## THE REQUEST
Show each line of the entries below that contains the word "plant". Letter case counts.

## PROVIDED INFORMATION
+--
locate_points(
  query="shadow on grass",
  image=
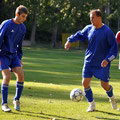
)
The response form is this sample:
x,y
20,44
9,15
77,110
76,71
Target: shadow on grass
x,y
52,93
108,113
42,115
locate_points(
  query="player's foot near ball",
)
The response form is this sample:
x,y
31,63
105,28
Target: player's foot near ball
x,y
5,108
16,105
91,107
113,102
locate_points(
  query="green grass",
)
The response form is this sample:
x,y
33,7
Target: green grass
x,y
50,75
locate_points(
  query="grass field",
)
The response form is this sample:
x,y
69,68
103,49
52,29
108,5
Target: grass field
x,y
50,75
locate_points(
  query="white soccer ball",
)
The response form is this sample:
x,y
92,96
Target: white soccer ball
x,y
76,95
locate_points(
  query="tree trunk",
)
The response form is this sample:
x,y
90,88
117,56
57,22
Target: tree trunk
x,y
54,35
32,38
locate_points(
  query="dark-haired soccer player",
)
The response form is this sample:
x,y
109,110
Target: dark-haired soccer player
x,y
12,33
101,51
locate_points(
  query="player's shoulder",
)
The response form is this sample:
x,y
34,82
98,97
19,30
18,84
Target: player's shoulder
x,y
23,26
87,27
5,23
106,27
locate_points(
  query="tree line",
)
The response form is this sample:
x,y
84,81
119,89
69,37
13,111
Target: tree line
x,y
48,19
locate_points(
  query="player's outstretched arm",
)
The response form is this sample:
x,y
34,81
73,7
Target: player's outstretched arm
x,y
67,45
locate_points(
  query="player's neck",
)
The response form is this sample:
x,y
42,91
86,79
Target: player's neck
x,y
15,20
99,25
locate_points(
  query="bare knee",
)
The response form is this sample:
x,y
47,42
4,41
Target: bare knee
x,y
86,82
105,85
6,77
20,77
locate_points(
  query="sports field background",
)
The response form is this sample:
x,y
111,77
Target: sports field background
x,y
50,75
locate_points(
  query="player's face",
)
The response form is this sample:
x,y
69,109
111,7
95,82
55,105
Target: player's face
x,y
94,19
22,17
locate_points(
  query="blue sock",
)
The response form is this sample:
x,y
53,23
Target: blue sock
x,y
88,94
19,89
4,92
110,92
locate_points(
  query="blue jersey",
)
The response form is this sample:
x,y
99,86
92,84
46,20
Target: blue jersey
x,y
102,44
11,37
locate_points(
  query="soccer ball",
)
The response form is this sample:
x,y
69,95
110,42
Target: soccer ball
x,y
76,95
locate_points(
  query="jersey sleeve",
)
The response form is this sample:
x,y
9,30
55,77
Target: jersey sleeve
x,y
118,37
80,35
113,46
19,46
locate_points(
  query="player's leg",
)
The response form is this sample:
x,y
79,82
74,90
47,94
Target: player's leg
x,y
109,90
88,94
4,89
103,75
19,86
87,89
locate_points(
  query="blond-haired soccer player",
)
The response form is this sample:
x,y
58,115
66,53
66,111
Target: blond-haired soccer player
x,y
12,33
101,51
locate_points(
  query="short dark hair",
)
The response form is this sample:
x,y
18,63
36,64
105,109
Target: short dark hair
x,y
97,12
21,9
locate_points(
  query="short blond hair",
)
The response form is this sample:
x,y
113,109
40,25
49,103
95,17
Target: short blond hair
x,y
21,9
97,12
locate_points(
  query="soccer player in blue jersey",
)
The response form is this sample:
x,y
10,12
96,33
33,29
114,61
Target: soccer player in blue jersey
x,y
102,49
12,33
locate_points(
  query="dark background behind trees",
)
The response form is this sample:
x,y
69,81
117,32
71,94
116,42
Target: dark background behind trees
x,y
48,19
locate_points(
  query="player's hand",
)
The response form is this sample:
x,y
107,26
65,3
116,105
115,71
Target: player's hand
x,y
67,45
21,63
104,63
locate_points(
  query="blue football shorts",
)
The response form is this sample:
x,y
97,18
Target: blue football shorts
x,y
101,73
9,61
+--
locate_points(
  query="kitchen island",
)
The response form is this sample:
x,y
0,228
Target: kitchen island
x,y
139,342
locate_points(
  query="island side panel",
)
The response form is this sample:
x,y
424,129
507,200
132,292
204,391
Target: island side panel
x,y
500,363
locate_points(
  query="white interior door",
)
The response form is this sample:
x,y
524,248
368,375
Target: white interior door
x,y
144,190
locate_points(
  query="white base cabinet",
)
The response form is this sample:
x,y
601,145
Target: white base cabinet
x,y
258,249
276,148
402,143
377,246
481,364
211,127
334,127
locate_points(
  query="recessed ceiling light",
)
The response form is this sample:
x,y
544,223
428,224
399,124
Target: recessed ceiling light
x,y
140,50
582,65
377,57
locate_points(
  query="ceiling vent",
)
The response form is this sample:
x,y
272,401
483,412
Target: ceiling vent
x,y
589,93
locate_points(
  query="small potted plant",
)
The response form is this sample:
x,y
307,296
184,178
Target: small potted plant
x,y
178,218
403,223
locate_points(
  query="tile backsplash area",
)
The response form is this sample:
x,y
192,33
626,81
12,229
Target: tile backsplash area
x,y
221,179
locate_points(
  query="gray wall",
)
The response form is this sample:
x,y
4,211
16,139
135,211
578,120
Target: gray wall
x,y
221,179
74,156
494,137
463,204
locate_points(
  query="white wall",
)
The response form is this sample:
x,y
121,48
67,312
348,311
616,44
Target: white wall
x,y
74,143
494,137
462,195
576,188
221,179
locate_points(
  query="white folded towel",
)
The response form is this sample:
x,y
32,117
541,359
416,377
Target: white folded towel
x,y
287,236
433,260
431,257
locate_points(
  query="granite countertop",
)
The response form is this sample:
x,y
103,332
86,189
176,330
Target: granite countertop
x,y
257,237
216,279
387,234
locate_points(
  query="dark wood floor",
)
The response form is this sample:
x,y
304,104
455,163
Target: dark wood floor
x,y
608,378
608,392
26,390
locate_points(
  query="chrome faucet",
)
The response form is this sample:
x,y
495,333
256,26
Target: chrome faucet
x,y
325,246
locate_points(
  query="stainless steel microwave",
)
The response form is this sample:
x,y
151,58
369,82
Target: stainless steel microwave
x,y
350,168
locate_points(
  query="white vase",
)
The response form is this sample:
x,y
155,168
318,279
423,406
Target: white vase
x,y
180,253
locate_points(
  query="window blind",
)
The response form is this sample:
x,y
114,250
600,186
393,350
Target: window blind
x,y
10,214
+--
## REPLY TO THE EXERCISE
  query="small potted plant",
Target: small potted plant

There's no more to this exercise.